El Ballet Nacional de Cuba regresó desde este jueves a la sala Avellaneda del Teatro Nacional en la continuación de la temporada que inició la pasada semana. Entre las propuestas destaca el estreno de Lucile, una pieza del bailarín danés Johann Kobborg, que fue posible gracias, en buena medida, al apoyo de los Amigos Británicos del Ballet Nacional de Cuba, un grupo que ha colaborado por más de dos décadas con la agrupación.
Los muy fructíferos años de Kobborg en el Royal Ballet de Londres han marcado decididamente su creación. La herencia de la escuela inglesa es muy evidente en esta pieza. Mucho del legado de Frederick Ashton y Kenneth MacMillan (de cuyas obras Kobborg fue destacado intérprete) se puede encontrar en este montaje. Es un material bien asimilado, porque no se trata de un simple “copia y pega”. Hay imaginación, limpieza en la dramaturgia, temple narrativo, buen gusto en el vocabulario…
Puede que una parte del público cubano, que es tan aficionado al virtuosismo, extrañe un despliegue técnico mayor. Pero aquí, como en los clásicos británicos del siglo XX, la técnica está sujeta a las demandas de la expresión dramática. La pauta de movimiento atiende, sin excesos, lo que pide el discurso.

--

Problema planteado 1: Según el texto sobre el Ballet Nacional de Cuba, ¿quién creó la pieza Lucile?
Problema planteado 2: Reproduce del texto sobre el Ballet Nacional de Cuba el pasaje que va de "Los muy fructíferos" a "pide el discurso.", ambos incluidos.

--

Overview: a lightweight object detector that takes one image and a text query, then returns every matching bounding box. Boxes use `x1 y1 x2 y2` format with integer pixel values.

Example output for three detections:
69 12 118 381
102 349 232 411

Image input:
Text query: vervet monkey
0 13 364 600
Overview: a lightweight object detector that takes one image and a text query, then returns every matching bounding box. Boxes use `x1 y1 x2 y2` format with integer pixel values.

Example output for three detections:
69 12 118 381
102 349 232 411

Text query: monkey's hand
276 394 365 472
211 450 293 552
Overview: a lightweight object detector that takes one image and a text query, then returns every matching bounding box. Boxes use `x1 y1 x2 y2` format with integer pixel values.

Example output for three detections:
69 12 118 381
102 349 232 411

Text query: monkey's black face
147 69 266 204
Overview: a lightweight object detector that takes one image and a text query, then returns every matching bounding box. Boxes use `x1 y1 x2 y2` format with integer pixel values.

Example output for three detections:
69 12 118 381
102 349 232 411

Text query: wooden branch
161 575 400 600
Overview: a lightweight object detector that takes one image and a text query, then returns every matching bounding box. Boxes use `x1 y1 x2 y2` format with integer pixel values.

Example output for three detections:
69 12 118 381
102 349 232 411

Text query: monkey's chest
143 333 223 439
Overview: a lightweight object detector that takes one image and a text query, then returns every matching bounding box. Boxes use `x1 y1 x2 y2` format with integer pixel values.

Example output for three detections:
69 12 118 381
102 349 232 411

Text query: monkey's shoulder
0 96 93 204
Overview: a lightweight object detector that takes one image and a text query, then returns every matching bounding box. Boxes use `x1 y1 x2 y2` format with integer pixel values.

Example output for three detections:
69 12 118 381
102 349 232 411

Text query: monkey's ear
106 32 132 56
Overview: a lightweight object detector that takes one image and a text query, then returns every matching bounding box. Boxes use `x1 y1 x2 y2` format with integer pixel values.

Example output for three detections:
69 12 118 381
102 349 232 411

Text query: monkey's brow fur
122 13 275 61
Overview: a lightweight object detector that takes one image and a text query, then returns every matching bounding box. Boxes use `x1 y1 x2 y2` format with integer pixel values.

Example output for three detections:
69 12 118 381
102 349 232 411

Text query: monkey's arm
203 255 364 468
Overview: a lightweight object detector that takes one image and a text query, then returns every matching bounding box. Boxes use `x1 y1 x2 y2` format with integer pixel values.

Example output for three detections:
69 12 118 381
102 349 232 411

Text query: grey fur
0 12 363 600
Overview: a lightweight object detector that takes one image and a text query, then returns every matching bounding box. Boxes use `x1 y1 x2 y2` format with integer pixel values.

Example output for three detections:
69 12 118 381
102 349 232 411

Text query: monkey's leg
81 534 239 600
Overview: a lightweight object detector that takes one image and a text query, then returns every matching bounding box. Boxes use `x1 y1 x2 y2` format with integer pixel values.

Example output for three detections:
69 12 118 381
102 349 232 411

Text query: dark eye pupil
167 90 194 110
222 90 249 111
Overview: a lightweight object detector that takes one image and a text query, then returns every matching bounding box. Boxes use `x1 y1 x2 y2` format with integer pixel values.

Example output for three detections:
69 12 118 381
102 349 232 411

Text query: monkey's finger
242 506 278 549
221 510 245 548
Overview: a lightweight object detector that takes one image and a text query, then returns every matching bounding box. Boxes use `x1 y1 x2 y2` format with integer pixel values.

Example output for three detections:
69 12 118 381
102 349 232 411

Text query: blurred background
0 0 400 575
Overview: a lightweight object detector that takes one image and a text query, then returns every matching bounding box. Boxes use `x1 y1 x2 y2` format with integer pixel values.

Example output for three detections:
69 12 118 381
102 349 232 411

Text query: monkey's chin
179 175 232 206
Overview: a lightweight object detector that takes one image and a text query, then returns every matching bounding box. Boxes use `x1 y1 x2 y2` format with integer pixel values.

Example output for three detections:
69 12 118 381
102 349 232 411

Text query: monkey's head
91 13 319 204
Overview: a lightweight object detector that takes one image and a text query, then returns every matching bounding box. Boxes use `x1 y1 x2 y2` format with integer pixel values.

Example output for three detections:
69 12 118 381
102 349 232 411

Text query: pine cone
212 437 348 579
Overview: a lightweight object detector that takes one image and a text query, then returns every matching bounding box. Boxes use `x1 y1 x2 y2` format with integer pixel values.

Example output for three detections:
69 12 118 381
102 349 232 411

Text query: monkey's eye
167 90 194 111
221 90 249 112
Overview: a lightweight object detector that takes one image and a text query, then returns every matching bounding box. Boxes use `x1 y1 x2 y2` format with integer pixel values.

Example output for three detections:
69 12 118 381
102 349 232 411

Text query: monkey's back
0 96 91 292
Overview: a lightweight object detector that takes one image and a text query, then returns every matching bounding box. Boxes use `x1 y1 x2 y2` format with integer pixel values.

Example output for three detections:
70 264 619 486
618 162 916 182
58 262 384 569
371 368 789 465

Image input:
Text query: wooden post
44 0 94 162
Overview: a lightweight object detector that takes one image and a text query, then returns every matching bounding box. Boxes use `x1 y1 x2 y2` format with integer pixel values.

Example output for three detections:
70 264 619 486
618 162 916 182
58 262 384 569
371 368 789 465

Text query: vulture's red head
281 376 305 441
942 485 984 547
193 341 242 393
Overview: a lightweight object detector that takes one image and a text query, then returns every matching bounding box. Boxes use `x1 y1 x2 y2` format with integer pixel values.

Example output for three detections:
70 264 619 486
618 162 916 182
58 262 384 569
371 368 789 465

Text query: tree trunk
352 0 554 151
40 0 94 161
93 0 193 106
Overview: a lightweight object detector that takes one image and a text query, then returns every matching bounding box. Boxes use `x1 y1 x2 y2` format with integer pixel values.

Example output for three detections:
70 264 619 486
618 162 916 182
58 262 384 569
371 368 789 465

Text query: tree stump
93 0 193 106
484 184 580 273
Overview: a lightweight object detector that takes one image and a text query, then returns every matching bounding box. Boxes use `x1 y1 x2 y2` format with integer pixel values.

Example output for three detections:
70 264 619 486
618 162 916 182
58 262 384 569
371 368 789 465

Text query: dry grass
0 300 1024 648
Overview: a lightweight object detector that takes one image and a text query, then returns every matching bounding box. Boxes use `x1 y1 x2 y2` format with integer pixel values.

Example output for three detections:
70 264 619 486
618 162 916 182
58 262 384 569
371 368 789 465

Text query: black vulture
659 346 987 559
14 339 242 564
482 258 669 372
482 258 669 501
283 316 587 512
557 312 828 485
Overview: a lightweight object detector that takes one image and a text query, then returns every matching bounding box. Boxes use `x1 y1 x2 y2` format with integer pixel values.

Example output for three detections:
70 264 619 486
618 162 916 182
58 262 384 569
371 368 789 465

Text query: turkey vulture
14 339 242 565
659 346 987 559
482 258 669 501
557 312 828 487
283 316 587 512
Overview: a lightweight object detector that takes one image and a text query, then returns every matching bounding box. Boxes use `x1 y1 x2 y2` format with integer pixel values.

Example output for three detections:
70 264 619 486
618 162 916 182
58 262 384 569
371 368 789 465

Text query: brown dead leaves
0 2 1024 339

--

Solución del ejercicio 1: El bailarín danés Johann Kobborg.

Solución del ejercicio 2:
Los muy fructíferos años de Kobborg en el Royal Ballet de Londres han marcado decididamente su creación. La herencia de la escuela inglesa es muy evidente en esta pieza. Mucho del legado de Frederick Ashton y Kenneth MacMillan (de cuyas obras Kobborg fue destacado intérprete) se puede encontrar en este montaje. Es un material bien asimilado, porque no se trata de un simple “copia y pega”. Hay imaginación, limpieza en la dramaturgia, temple narrativo, buen gusto en el vocabulario…
Puede que una parte del público cubano, que es tan aficionado al virtuosismo, extrañe un despliegue técnico mayor. Pero aquí, como en los clásicos británicos del siglo XX, la técnica está sujeta a las demandas de la expresión dramática. La pauta de movimiento atiende, sin excesos, lo que pide el discurso.